## TASK INSTRUCTIONS
Below is some material; set it all down exactly, apart from the pictures.
------------------------------
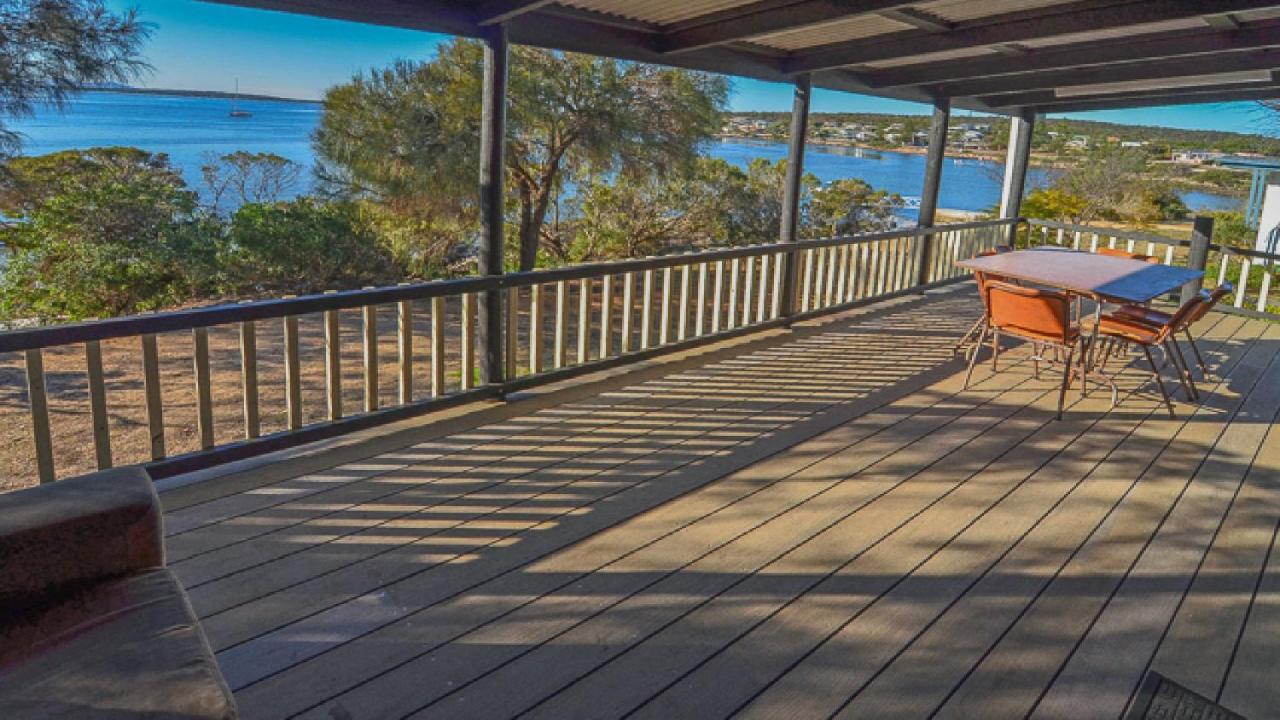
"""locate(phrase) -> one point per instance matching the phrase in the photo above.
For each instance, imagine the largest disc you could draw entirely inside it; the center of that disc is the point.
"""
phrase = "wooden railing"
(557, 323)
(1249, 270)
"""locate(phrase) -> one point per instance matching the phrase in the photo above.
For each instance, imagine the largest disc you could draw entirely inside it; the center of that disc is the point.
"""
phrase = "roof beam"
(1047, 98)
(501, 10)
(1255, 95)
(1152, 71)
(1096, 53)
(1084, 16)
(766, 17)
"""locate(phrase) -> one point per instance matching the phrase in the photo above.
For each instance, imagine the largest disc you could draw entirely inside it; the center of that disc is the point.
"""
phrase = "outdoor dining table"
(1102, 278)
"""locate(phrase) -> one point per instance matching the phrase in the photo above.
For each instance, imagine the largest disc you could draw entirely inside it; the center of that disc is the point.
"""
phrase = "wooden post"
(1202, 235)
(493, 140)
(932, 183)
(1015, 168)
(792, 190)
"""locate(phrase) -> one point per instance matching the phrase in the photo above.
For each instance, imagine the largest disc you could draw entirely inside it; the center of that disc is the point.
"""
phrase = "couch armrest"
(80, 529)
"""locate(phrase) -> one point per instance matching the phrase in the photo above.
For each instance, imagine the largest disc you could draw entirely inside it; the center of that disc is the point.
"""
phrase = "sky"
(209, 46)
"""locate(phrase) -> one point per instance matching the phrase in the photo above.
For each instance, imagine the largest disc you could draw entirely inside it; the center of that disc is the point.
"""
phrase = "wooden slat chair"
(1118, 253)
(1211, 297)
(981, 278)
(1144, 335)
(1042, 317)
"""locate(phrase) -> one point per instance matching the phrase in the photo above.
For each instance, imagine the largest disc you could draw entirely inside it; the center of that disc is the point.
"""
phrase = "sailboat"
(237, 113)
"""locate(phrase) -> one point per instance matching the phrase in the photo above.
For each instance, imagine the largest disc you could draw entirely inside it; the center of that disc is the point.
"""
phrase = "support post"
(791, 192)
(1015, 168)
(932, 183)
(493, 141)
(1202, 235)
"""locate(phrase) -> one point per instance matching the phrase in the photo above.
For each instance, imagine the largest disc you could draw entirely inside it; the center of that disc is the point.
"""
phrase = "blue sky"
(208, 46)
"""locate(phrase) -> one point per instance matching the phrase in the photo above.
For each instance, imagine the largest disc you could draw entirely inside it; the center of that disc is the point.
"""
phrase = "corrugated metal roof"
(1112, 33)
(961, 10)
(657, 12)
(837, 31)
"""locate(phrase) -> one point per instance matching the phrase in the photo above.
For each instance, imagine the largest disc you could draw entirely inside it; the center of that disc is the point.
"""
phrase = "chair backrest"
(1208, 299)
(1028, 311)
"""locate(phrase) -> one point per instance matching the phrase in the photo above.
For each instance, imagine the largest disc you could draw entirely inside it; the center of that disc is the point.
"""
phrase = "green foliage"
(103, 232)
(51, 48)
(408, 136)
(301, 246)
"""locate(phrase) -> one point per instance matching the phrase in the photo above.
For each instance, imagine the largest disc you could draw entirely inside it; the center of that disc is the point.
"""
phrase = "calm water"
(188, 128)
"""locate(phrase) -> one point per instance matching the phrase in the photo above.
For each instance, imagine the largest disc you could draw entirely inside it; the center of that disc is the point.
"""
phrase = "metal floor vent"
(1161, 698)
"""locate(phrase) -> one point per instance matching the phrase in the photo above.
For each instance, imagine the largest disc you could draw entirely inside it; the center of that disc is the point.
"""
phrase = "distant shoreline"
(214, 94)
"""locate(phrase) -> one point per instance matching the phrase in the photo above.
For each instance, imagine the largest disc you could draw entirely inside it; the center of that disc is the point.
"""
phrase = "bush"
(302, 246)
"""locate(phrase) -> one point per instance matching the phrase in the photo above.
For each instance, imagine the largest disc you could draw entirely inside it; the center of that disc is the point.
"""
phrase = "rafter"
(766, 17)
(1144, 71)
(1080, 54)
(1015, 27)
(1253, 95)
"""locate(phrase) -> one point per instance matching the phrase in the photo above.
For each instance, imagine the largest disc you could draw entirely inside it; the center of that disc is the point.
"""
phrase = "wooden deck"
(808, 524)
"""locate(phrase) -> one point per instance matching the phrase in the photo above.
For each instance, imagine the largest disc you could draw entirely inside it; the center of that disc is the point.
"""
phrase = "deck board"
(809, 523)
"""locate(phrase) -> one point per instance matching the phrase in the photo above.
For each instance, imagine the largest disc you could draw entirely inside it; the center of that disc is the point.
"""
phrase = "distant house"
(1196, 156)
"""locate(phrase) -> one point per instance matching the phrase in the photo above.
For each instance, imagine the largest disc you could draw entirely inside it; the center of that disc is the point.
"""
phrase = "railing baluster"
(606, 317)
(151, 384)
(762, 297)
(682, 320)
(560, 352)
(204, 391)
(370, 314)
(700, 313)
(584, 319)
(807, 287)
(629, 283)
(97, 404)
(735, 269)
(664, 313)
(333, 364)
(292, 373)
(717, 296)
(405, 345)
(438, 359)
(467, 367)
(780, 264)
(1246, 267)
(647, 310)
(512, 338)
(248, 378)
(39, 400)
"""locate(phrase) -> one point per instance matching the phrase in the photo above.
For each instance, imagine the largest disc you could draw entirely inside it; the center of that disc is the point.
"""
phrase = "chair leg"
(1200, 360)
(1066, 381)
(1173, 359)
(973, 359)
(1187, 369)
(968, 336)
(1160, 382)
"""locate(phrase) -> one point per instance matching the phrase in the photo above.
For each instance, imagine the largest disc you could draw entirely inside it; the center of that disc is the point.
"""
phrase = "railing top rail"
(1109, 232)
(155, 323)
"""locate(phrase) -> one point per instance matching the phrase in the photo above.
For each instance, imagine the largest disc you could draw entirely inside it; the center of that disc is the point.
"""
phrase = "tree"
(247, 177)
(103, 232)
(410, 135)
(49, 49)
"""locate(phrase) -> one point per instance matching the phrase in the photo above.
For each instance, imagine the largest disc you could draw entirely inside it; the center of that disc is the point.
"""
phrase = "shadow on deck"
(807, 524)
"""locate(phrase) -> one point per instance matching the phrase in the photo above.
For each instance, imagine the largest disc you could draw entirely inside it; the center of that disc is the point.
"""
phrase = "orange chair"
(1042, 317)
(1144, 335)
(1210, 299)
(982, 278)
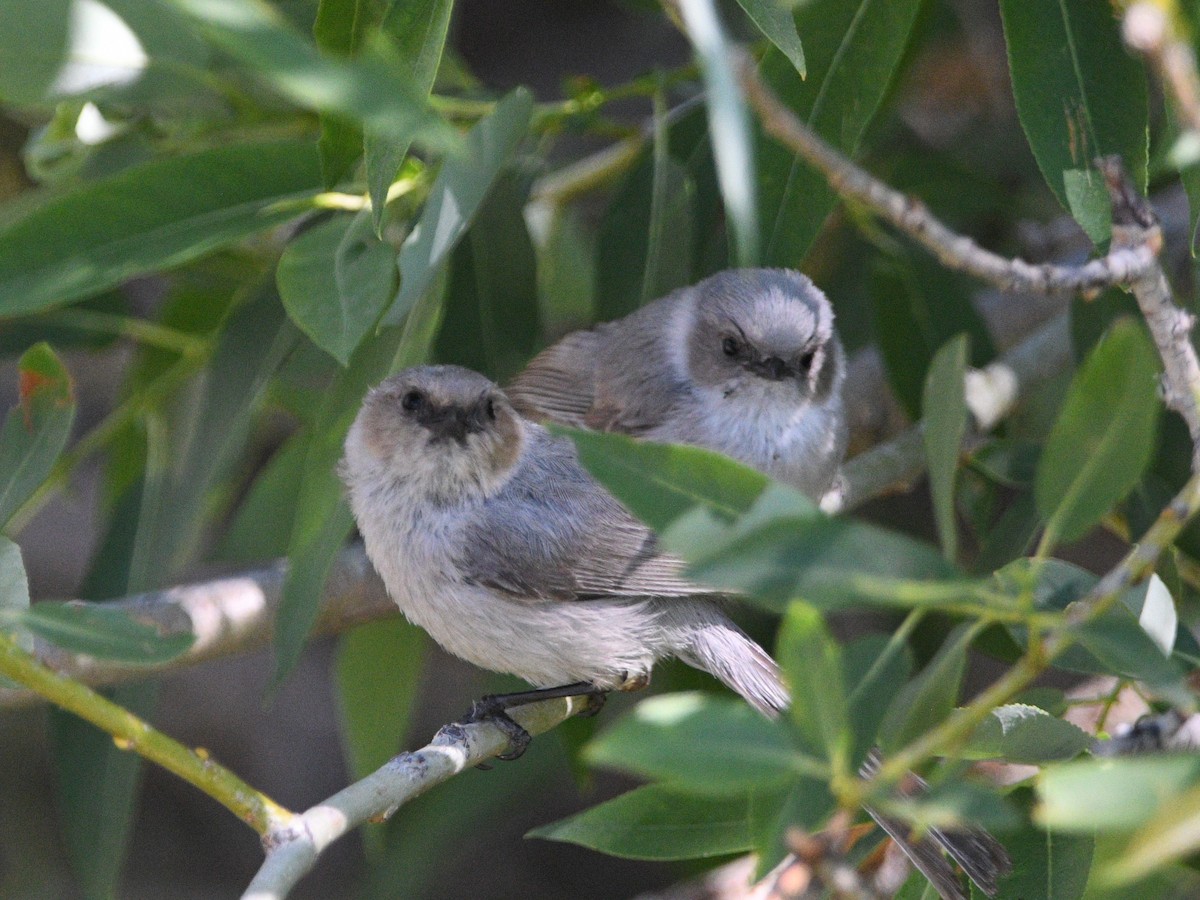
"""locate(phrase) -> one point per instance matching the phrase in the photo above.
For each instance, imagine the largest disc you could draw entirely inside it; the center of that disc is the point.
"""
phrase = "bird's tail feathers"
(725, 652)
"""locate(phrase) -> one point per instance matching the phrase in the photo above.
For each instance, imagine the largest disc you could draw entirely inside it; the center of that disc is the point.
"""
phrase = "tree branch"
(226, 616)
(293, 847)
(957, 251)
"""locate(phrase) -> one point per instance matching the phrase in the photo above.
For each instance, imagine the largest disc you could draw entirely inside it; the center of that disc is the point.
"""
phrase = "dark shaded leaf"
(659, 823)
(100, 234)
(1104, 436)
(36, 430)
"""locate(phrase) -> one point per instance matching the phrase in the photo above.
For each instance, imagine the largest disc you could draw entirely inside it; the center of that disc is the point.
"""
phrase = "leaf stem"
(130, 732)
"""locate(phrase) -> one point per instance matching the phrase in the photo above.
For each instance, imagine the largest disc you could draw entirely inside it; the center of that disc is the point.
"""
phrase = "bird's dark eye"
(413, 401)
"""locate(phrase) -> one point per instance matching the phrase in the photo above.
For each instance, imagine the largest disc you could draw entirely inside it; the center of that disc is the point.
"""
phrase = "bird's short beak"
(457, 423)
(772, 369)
------------------------------
## TASK SOLUTION
"""locate(phrase) -> one point per instance matching the phrase in the photo above.
For each instance, imagine the largest disc you could draw entirely inside it; the center of that disc is the point.
"""
phrase = "wooden railing"
(557, 323)
(1249, 270)
"""locate(phrase) -> one point per instance matching the phrase in the photo above.
For each instance, imagine the largest disc you could draw entirely inside it; the center of that disc is the point.
"""
phrase = "roof beam"
(1047, 98)
(501, 10)
(1255, 95)
(1152, 71)
(1096, 53)
(1084, 16)
(766, 17)
"""locate(phrase) -> one point per instance matching the phrase in the photo above.
For each instance, imagine the largest disc you could draw entirely inside it; the center of that disc is the point.
"""
phrase = "outdoor dining table"
(1102, 278)
"""locate(phrase) -> one point per instance matching the phrase in the photo above.
For each instance, imagine the largest disc you could draw entirely inside it; the center of that disc is the point.
"""
phrase = "wooden post"
(1202, 235)
(493, 140)
(932, 183)
(1015, 168)
(792, 190)
"""locate(phrase) -> one point per instance matching the phrase in the photo above.
For each instance, imagine the largest disc you could draw entirely inside it; the center of that disc is the point.
"""
phrase = "couch armrest"
(80, 529)
"""locate(phrase) -> one point per instance matching the phrase in the photo above.
For each instance, imagine the largest disc you could draw entirely inside it; the center of that disc is the point.
"""
phrase = "sky"
(209, 46)
"""locate(phrase) -> one point per instance matching the phrase in the photo above.
For each instance, imagine the largest disc you could draw entirely inside it; the center of that disc is the point.
"""
phrase = "wooden slat chair"
(1118, 253)
(1211, 297)
(981, 278)
(1144, 335)
(1042, 317)
"""locate(phrase) -> one point per instance matching the phrase in the photo above.
For each instance, imagine the largest disc you could draw entirely inside it; the center of that disc is the point.
"""
phrase = "sailboat"
(237, 113)
"""locate(phrase) -> one point per instance matching the phrase in the photo above.
For each instance, imagine the largest disc you could draw entirely inside it; the center of that disc is the point.
"""
phrase = "support post"
(791, 192)
(1015, 168)
(932, 183)
(493, 141)
(1202, 235)
"""locate(phrase) -> one point per instance matching the phrase in the photo above.
For each instance, imagine the largest disc you could draw entirely inside it; the center of that disc is the point.
"""
phrase = "blue sky"
(208, 46)
"""locate(phrase) -> one point per instance matching the phrase in the photo above.
For each instance, imagine the largest disc you could draw entirely inside it; the center of that disc is the point.
"""
phrase = "corrugated metal roof"
(1112, 33)
(961, 10)
(657, 12)
(837, 31)
"""locate(phrase) -> one point per instance matching the phrase in the photo above.
For each instance, imagine the largest disc you could draw entirely inside it; the center of that disc is the point.
"""
phrase = "chair backrest"
(1208, 299)
(1028, 311)
"""locate(phrase) -> one point per instance matching the phrase in the photo above.
For each instance, imagine the largest disc you could draw entirely inside it; the center of that disc is the point.
"""
phrase = "green foliage"
(103, 232)
(51, 48)
(408, 136)
(301, 246)
"""locate(phrase) -> one point per instance matching the phrase in the photo above.
For each instance, imagine the largest disc you could draw entirely inside it; the center of that disc is the point.
"""
phrase = "calm water"
(188, 128)
"""locate(phrase) -> one point per instance matching the phrase in the photo above.
For each instance, imagine the largest disc you could draw entirely inside it; the center of that disc is the point.
"""
phrase = "metal floor vent"
(1161, 698)
"""locate(phrase) -> one point per instance matching the phrase in the photo above.
For each instance, imagine the largest disc you could draw entirely inside it; the center of that disc is the point.
"""
phrase = "distant shoreline"
(214, 94)
"""locate(phrase) -> one point per instance matching the phrase in the photo above.
For each instance, imagine the largest disc you could draw entirely inside it; the center of that disc is the point.
"""
phrase = "bush"
(302, 246)
"""locate(phrase) -> one point per instance matching the phrase in the photo above.
For each instance, imagine the largest disc you could draw entirely inside it; the center of that disc is the point.
"""
phrase = "rafter"
(766, 17)
(1144, 71)
(1080, 54)
(1015, 27)
(1253, 95)
"""locate(phrase) -> one point per instance matching the phrase in the photo above.
For each instance, imagine the largest disc you could draw entirely inside it; the center of that disc is the point.
"""
phrase = "wooden deck"
(808, 524)
"""locate(phrase) -> one point per instance matching the phrase in the photo above.
For each instance, imagine the largest disc you could draw entirely inside it; the center of that disc is the point.
"""
phrase = "deck board"
(809, 523)
"""locate(phrase) -> one point per instance matching the phrase in the photo above.
For each instance, imagine the largest disc you could draw entirely inside it; the center of that disc is the point.
"""
phrase = "distant house"
(1196, 156)
"""locate(phrase) -> one point per instance matching the phrase in the photo above.
For each instance, imagine the largest disc you could draw entirely inside it; the center of that disc is the point.
"""
phrase = "railing baluster"
(606, 317)
(151, 384)
(762, 297)
(682, 320)
(560, 352)
(204, 391)
(370, 314)
(700, 313)
(584, 319)
(807, 287)
(629, 283)
(97, 404)
(735, 269)
(664, 313)
(333, 364)
(292, 373)
(717, 296)
(405, 345)
(438, 359)
(467, 367)
(780, 264)
(1246, 267)
(647, 310)
(512, 338)
(248, 378)
(39, 400)
"""locate(phrase) -> one point per instance matching the phrase in the photo above.
For each instance, imagine the largest disc you could draw entirely inside it; the center of that disc is the point.
"""
phrase = "chair leg"
(1200, 360)
(1066, 381)
(1173, 359)
(973, 359)
(1187, 369)
(968, 336)
(1160, 382)
"""locate(phrase) -> one point per instance matching the phrase in the photo above.
For each instance, imagine the largest disc you could draw entirely inside it; the center of that disc is the point.
"""
phrase = "railing top rail"
(1109, 232)
(155, 323)
"""locate(phrase) -> one point per instance matching the phrase in the photo above.
For each instance, imagine the largest disc you could draw entirely inside it; the center of that disc is the point.
"""
phrase = "tree"
(247, 177)
(103, 232)
(410, 135)
(49, 49)
"""locate(phrase) -> one point per instance matching the phrase in the photo above.
For each instance, imagine the largest disc you could draw entirely inside it; the center of that disc is the point.
"""
phrase = "shadow on deck"
(807, 524)
"""locate(phrase) -> one point per instance matching the phrase in the photo above.
For each instance, imagine the largest disc you could draw entirely inside it; the center of that disc is the point.
"""
phrase = "orange chair"
(1042, 317)
(1144, 335)
(1210, 299)
(982, 278)
"""locate(phrase) -> one point per instance matching the phrase in the photo above.
For each instance, imagine the largest disc you could draw entirely inside it; the center of that disc is the point.
"""
phrase = "bird's tail feathers"
(725, 652)
"""locate(phrase) -> one point per instance matching the phrase in the photo above.
For each instance, imagine the largest disc you could draw entirely inside it; the center of that disc is the point.
"""
phrase = "tree branch"
(226, 616)
(293, 847)
(957, 251)
"""locate(phrase) -> one point per instance matching the phrase in the photo above.
For each instance, imagine the largest disc you could draw entirely inside it; the center of that disc is the point.
"""
phrase = "dark shaded leaf"
(659, 823)
(100, 234)
(1104, 436)
(36, 430)
"""locate(phrase) -> one point per instance matching the phrase in the photo above.
For each instance, imagine the largest disc you could draw entirely inside it; the center of that disc is the point.
"""
phrase = "leaf stem"
(130, 732)
"""locate(phrase) -> one point per instance matching the phrase in the photo above.
For each instance, imagine the largest disc you could draw entirely inside it; the center of that disc is the point.
"""
phrase = "bird's dark eye"
(413, 401)
"""locate(phrase) -> one point per instance matching the phrase in the photo above.
For each instance, imagine the largest disc you could draw entirely inside it; the center of that disc is the point.
"""
phrase = "bird's short beak"
(457, 423)
(772, 369)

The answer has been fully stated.